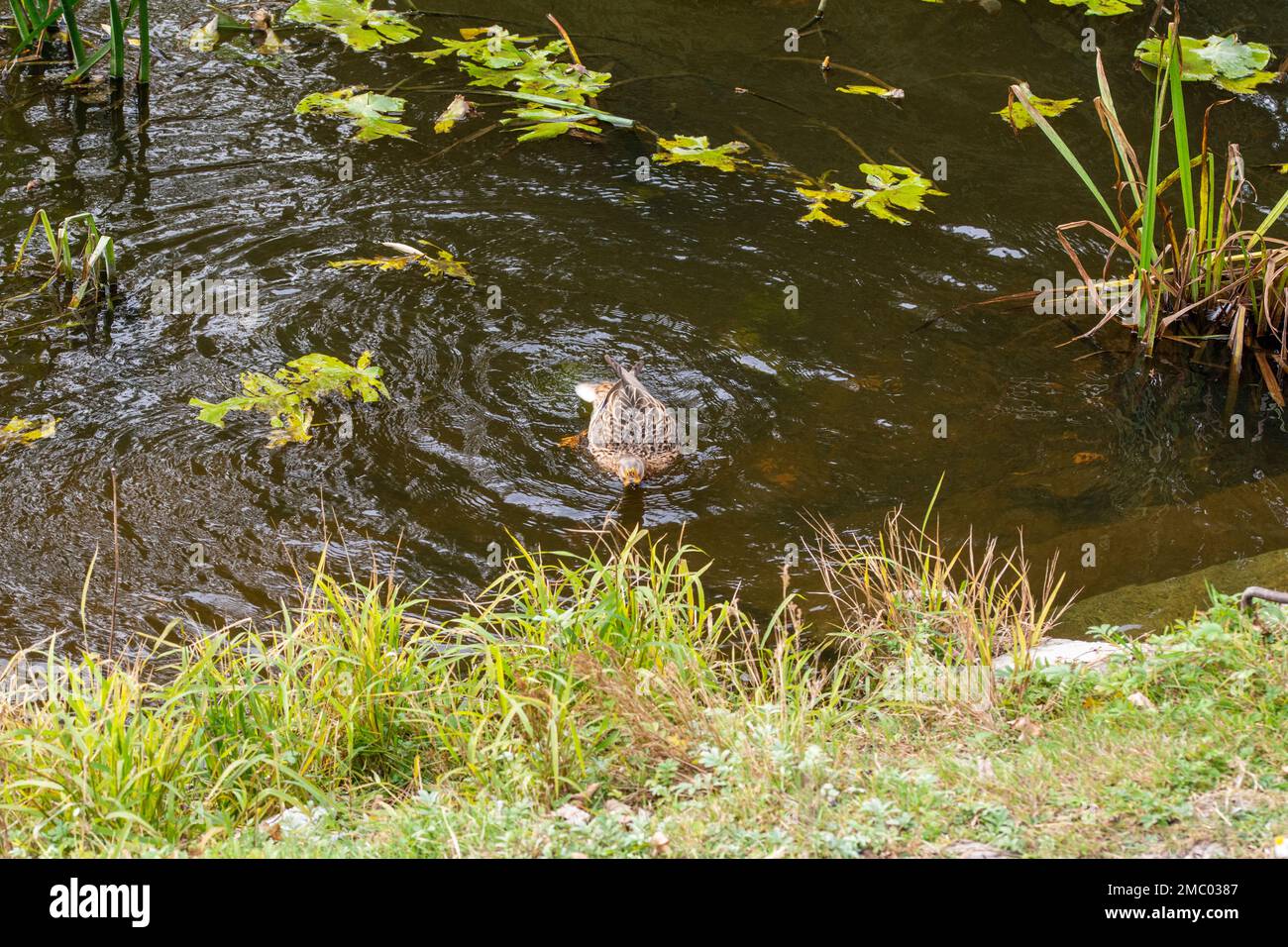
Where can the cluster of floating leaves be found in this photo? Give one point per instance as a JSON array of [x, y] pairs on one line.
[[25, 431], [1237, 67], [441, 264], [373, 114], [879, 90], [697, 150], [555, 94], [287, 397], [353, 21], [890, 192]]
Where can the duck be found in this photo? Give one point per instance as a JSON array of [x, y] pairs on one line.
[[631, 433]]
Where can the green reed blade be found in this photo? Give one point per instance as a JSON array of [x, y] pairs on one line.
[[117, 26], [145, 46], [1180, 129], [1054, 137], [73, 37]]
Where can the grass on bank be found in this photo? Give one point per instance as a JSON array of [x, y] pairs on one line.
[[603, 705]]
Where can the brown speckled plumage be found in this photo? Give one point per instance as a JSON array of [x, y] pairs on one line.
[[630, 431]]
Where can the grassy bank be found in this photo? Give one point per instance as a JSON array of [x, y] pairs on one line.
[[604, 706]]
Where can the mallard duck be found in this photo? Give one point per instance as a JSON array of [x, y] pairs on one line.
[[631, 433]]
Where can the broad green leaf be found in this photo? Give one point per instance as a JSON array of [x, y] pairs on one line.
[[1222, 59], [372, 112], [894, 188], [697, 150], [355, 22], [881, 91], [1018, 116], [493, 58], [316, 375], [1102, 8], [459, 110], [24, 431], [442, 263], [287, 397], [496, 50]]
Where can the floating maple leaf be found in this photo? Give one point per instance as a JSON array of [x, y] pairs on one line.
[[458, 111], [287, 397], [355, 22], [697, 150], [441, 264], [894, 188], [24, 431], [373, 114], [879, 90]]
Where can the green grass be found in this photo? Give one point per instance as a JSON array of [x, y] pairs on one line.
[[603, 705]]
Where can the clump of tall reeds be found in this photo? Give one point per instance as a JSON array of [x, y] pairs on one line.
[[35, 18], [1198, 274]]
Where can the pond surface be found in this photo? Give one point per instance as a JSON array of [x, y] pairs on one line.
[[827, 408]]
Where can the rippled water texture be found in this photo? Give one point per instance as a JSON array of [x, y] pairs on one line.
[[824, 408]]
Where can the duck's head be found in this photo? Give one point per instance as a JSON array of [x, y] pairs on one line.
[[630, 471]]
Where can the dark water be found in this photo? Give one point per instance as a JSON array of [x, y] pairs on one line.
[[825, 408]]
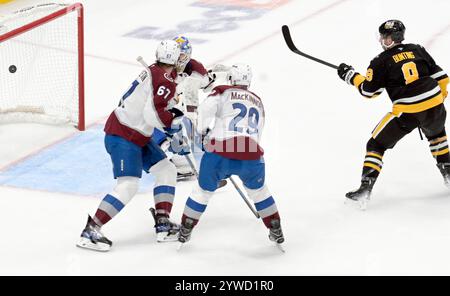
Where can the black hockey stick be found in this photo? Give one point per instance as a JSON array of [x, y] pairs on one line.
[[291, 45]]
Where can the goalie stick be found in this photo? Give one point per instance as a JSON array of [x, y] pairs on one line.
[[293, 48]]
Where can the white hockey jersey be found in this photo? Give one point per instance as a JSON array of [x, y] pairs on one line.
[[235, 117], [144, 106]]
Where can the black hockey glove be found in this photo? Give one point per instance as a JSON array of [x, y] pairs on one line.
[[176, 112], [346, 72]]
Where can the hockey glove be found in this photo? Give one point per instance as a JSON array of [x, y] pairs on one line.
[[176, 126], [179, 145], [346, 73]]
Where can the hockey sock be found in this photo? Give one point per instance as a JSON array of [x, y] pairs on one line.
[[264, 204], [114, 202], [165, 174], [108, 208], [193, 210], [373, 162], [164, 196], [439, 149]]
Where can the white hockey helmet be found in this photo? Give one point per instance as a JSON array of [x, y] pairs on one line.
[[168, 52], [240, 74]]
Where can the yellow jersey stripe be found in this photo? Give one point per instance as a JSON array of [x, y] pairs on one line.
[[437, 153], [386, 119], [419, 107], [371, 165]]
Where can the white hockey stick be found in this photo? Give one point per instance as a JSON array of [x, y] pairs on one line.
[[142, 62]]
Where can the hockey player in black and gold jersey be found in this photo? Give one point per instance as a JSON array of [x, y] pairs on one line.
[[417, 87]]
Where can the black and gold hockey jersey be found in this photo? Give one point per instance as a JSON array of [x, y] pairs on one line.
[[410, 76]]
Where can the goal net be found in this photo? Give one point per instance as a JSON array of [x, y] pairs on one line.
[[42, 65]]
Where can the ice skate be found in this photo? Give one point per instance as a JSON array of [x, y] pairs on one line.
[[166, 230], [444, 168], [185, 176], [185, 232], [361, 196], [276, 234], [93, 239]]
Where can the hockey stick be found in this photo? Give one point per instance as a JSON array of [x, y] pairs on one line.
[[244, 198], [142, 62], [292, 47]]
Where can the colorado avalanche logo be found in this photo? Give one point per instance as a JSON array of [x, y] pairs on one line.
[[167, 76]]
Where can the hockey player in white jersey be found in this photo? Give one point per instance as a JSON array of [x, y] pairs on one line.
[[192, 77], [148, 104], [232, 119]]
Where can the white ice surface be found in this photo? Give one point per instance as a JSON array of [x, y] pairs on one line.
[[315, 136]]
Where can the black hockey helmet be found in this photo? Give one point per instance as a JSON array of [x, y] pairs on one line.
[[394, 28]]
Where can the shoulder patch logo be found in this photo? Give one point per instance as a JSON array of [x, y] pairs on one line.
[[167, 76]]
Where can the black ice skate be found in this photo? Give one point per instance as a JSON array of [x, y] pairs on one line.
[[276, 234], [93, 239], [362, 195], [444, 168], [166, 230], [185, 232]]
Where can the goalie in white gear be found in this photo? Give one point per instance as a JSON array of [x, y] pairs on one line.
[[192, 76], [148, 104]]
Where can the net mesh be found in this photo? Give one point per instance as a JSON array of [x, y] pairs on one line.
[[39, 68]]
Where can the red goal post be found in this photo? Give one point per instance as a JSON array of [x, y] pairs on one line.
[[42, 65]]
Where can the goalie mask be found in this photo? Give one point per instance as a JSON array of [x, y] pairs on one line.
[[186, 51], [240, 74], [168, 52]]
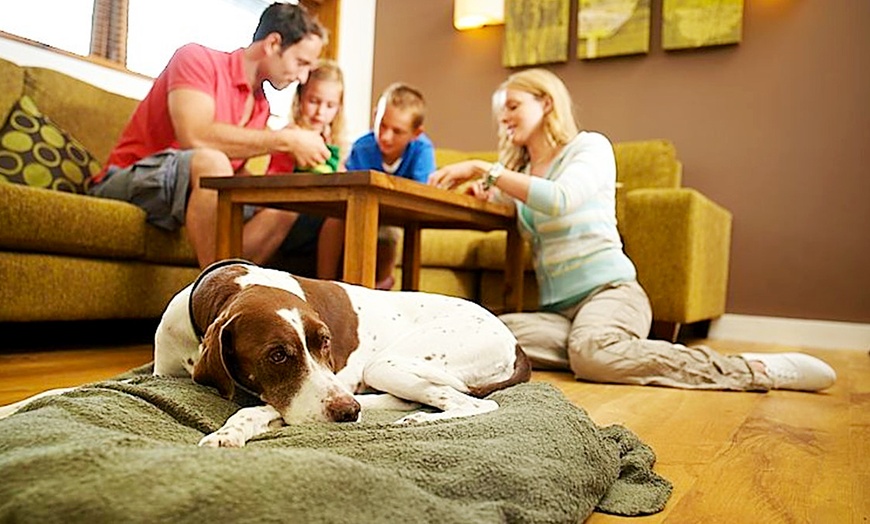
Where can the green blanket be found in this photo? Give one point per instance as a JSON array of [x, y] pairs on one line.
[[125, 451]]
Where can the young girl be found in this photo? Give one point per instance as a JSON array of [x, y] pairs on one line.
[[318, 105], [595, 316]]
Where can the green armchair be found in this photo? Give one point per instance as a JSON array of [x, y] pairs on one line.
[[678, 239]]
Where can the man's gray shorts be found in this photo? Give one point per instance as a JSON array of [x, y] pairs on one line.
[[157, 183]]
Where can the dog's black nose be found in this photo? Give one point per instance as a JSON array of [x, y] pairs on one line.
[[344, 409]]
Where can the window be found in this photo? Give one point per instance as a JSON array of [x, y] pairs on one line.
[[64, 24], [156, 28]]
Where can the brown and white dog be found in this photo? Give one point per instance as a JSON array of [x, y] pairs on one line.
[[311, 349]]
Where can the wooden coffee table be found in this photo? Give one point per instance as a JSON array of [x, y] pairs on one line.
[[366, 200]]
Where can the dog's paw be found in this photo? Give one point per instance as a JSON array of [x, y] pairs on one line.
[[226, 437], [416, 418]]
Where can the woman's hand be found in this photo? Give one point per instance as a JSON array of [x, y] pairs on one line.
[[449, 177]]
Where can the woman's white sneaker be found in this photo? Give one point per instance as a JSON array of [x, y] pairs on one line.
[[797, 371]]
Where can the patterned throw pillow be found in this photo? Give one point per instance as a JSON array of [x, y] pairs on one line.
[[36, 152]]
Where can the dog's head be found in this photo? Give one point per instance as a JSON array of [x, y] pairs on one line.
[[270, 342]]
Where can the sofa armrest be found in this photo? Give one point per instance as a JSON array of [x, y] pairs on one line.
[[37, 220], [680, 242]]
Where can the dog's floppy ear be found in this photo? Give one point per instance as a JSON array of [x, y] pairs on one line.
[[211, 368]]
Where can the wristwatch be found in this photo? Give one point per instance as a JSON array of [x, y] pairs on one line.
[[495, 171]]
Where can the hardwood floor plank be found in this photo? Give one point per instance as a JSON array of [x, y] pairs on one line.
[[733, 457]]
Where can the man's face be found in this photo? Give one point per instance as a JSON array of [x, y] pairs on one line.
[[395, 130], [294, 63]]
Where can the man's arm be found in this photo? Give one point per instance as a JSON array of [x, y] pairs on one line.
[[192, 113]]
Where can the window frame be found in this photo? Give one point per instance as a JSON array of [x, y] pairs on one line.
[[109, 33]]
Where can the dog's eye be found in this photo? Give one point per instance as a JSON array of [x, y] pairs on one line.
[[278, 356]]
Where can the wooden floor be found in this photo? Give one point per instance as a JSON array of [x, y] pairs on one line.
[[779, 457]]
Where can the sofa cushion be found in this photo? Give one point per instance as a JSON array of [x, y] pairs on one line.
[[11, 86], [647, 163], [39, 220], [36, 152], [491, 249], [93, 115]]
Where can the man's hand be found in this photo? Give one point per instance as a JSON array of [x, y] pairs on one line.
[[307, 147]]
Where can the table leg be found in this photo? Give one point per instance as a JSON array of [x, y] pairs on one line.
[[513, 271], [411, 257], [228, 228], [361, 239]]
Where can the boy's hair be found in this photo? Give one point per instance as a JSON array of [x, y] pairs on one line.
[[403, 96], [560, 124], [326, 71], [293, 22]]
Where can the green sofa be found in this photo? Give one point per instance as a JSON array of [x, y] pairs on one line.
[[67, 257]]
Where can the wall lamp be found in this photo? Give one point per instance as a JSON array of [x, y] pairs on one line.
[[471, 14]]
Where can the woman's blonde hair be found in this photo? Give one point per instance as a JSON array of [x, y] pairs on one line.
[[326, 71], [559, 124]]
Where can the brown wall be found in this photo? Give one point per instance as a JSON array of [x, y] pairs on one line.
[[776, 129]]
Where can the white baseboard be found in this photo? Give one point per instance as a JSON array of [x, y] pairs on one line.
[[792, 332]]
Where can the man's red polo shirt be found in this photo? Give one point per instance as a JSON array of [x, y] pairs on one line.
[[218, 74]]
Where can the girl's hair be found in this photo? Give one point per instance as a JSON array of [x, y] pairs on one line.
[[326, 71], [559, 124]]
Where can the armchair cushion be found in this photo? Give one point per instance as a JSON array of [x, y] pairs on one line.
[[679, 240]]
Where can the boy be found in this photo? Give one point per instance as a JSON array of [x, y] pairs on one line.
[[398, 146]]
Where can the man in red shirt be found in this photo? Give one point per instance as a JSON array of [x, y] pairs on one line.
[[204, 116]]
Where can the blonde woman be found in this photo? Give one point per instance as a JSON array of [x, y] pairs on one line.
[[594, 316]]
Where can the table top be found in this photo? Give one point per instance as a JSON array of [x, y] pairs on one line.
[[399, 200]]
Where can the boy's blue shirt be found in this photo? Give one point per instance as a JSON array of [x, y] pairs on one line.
■ ■ ■ ■ ■ ■ ■
* [Do this] Format the items from the line with "Where can the sofa armrest" up to and including the line with "[[495, 171]]" as a two-column CSV with columns "item_text" and "answer", giving one row per item. Put each field in double quotes and replace any line breaks with spaces.

* [Response to the task]
item_text,answer
"Where can the sofa armrest be found in this photo? Give one point per instance as a JSON array of [x, y] pairs on one line.","[[37, 220], [680, 242]]"
"Where can the dog's floppy ear be found in this photo? Give one point per instance as a JSON array of [x, y] pairs on one line.","[[211, 368]]"
"Where can the wristwatch be found in this photo? Give one point per instance as a JSON array of [x, y] pairs on one line.","[[495, 171]]"